ASSIGNED TASK:
Ignoring the pictures, repeat every entry below exactly as it appears.

*** INFORMATION SHOWN Section Begins ***

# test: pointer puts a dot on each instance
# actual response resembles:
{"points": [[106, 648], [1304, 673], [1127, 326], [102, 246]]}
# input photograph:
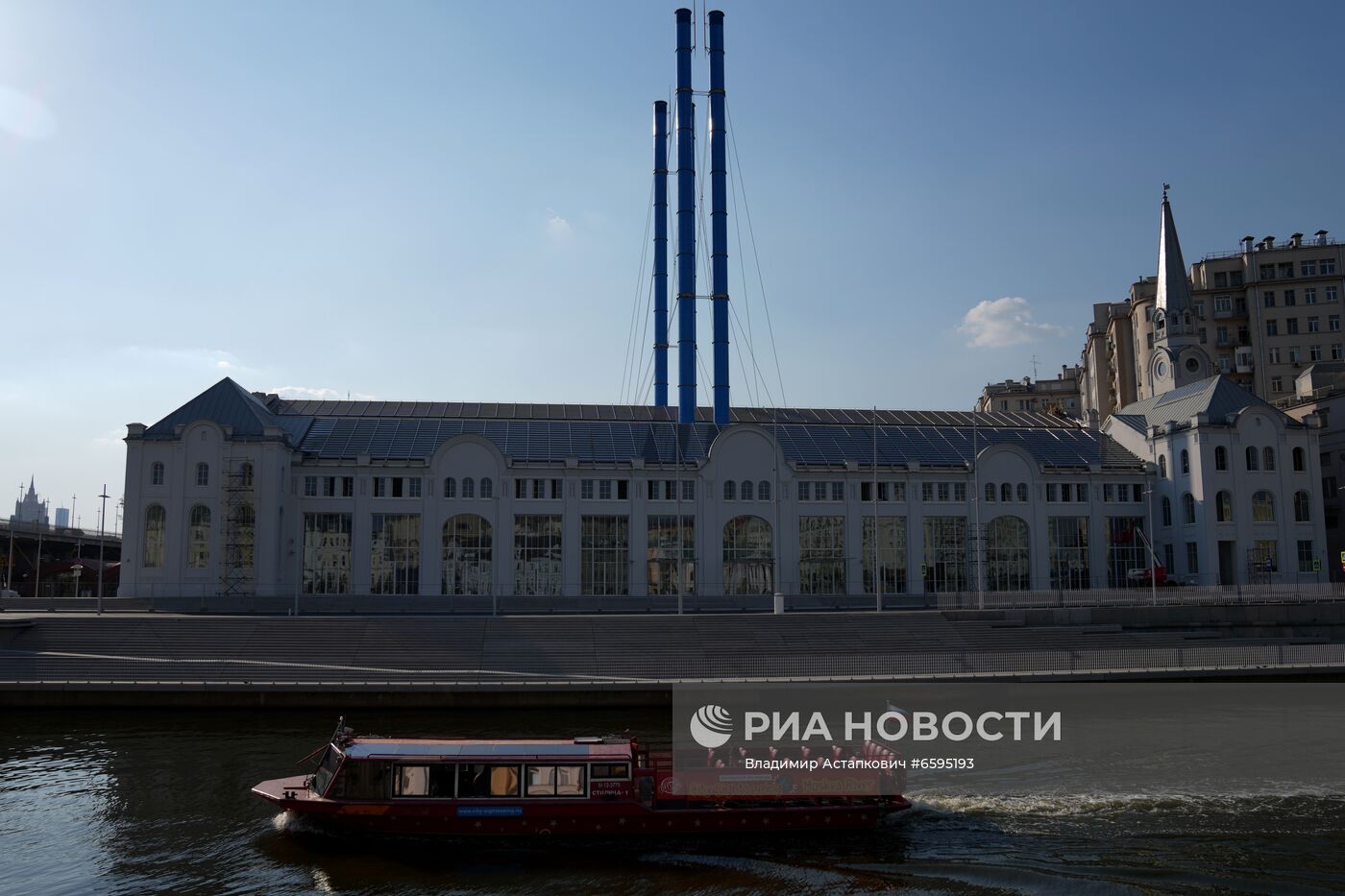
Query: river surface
{"points": [[158, 801]]}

*** INFORMATION SHOWN Section Ends ***

TASK SOLUTION:
# test: pointer puts a dot on each instance
# actual response resembles:
{"points": [[106, 648], [1304, 673], [1127, 326], [102, 246]]}
# input photograph:
Query: river surface
{"points": [[158, 801]]}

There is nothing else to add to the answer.